::: Raw data :::

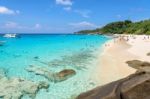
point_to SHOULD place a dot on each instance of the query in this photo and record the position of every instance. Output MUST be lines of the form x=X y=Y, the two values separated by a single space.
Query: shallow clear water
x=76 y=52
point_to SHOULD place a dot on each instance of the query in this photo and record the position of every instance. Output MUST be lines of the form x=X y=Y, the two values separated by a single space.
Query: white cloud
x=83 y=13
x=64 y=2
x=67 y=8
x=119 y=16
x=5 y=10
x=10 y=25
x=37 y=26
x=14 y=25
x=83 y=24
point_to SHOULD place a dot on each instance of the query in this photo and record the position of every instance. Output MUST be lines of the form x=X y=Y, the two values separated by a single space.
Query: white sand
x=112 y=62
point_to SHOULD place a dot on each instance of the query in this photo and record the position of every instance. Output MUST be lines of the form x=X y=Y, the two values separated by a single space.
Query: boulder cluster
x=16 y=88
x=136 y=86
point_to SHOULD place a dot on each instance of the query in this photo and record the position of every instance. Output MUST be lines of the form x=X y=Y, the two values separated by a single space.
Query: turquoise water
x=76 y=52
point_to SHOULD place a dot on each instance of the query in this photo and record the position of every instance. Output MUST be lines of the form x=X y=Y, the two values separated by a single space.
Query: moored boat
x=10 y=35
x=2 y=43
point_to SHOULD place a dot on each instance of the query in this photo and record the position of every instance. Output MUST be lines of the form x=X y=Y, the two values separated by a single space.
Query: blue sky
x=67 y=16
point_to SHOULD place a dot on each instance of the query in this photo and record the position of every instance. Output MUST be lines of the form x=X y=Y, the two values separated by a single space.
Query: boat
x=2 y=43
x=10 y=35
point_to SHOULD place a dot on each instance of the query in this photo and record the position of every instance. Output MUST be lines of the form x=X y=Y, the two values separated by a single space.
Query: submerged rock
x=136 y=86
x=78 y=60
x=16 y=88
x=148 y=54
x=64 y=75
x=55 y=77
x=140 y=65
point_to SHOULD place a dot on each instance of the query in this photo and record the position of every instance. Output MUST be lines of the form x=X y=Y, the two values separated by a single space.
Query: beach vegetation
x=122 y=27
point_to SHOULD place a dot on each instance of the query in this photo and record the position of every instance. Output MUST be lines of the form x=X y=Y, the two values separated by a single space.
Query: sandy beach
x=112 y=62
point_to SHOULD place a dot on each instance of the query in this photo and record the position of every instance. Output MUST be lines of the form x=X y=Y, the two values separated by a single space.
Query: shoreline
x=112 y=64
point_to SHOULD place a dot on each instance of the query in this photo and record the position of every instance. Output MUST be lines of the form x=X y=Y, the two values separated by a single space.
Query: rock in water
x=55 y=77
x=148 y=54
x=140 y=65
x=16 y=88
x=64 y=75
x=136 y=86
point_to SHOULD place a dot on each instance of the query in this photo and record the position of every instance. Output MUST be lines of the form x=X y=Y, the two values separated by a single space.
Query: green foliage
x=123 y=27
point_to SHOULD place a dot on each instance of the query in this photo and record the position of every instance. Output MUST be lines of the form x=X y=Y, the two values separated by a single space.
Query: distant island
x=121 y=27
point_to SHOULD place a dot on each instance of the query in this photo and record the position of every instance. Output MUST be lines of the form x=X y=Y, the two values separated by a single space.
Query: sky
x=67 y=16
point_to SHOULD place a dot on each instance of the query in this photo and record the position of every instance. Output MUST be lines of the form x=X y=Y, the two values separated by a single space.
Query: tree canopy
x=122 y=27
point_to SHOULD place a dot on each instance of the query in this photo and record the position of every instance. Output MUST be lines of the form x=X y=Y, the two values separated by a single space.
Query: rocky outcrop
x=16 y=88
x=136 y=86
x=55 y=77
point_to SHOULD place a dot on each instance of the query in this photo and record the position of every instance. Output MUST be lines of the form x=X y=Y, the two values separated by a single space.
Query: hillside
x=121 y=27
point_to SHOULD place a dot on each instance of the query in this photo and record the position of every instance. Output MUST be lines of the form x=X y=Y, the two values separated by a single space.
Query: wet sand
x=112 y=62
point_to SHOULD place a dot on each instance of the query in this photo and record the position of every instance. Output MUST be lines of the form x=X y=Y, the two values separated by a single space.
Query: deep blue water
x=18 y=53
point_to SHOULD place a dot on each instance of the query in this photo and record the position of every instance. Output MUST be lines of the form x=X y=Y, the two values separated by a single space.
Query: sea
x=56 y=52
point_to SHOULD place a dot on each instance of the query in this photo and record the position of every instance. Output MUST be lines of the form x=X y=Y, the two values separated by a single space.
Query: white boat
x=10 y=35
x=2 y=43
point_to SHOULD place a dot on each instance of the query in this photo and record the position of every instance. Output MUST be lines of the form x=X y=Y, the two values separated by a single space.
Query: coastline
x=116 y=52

:::

To do:
The entries above need to be printed again exactly; please exclude all pictures.

Exercise answer:
point_to SHOULD place a dot on each instance of the query in this photo and record the position of every instance. Output MUST be lines of the form x=X y=Y, the two values separated by a single space.
Query: shallow clear water
x=76 y=52
point_to SHOULD place a dot on each instance of the query in this photo and record the position of every instance. Output MUST be lines of the form x=X y=Y, the two values separated by a single space.
Query: white cloud
x=83 y=13
x=64 y=2
x=67 y=8
x=119 y=16
x=5 y=10
x=10 y=25
x=37 y=26
x=14 y=25
x=83 y=24
point_to SHOULD place a dot on each instance of the query in this photo and record the position of every instance. Output MUST be lines of the form x=X y=Y, the two values separated by a single space.
Query: white sand
x=112 y=62
point_to SHOULD place a dot on each instance of the query in this photo and record the position of every instance. Output MUST be lines of the form x=X y=Y, the two values separated by a single space.
Query: boulder cluster
x=16 y=88
x=136 y=86
point_to SHOULD place a dot on each instance of the query in this photo and record the position of every instance. Output MUST be lines of the form x=X y=Y, the two values separated by a single space.
Query: turquoise water
x=76 y=52
point_to SHOULD place a dot on each instance of the query in this photo and record the position of every instance. Output MUST be lines of the form x=X y=Y, the two values separated by a single space.
Query: moored boat
x=10 y=35
x=2 y=43
point_to SHOULD place a dot on each instance of the query in this photo and record the position of every instance. Output MUST be lines of the form x=X y=Y, the two values separated by a single space.
Query: blue sky
x=67 y=16
point_to SHOULD place a dot on each instance of the query in this photo and record the position of every instance. Output MUST be lines of the form x=X y=Y, the two values separated by a single space.
Query: boat
x=2 y=43
x=10 y=35
point_to SHOULD place a dot on each instance of the query in this photo and record the position of every instance. Output MUST be lines of the form x=X y=Y, the two values separated by a single space.
Query: submerged rock
x=136 y=86
x=78 y=60
x=16 y=88
x=148 y=54
x=64 y=75
x=55 y=77
x=140 y=65
point_to SHOULD place a dot on each instance of the query in this photo and record the position of every instance. Output MUST be lines of the form x=X y=Y, the two values separated by a single space.
Query: beach vegetation
x=122 y=27
point_to SHOULD place a dot on each instance of the query in this photo and record the position of every instance. Output MUST be lines of the form x=X y=Y, the two values separated by a single space.
Query: sandy beach
x=112 y=62
point_to SHOULD place a dot on each instance of the query in this photo and record the position of every instance. Output MUST be lines of the form x=X y=Y, the two values separated by a single space.
Query: shoreline
x=112 y=64
point_to SHOULD place a dot on each instance of the query in this photo and record the position of every instance. Output MUST be lines of the form x=X y=Y, the two values separated by a single space.
Query: rock in water
x=55 y=77
x=148 y=54
x=140 y=65
x=16 y=88
x=64 y=75
x=136 y=86
point_to SHOULD place a dot on each instance of the query in this photo and record the position of every instance. Output MUST be lines of the form x=X y=Y, the two values separated by a single space.
Query: green foliage
x=123 y=27
point_to SHOULD place a dot on each instance of the query in this photo and record the position of every instance. Output MUST be lines of the form x=X y=Y, the two values separated by a single space.
Query: distant island
x=121 y=27
point_to SHOULD place a dot on each instance of the query in this photo and record the position of every instance. Output MUST be lines of the form x=X y=Y, the two values separated by a single space.
Query: sky
x=67 y=16
point_to SHOULD place a dot on each instance of the query in this photo and record the position of every instance. Output MUST be lines of the form x=X y=Y, the two values separated by a single space.
Query: tree canopy
x=122 y=27
point_to SHOULD place a dot on each instance of the query in this photo and record the position of every instance. Output MUST be lines of the form x=X y=Y, the two values separated by a single space.
Query: rocky outcrop
x=16 y=88
x=136 y=86
x=55 y=77
point_to SHOULD place a dot on each instance of the query in this photo and record the position of every instance. Output MUST be lines of the form x=X y=Y, the two values separated by a single space.
Query: hillside
x=121 y=27
point_to SHOULD place a dot on each instance of the query in this photo and record the position of every instance. Output MUST be lines of the form x=X y=Y, the two values separated by a single space.
Query: wet sand
x=112 y=62
point_to SHOULD place a dot on each instance of the query in this photo and record the position of every instance. Output MUST be lines of the form x=X y=Y, the two values separated by a single space.
Query: deep blue water
x=18 y=53
point_to SHOULD place a dot on each instance of the query in this photo and record the position of every instance. Output MUST be lines of the form x=X y=Y, the two values separated by a single space.
Query: sea
x=56 y=52
point_to SHOULD place a dot on each instance of the query in this photo and record the position of every instance. Output MUST be lines of the form x=X y=Y, the two values separated by a single space.
Query: white boat
x=10 y=35
x=2 y=43
point_to SHOULD place a dot on each instance of the query in this photo and record the position of every instance. Output MUST be lines of the form x=X y=Y, the two values separated by a single space.
Query: coastline
x=116 y=52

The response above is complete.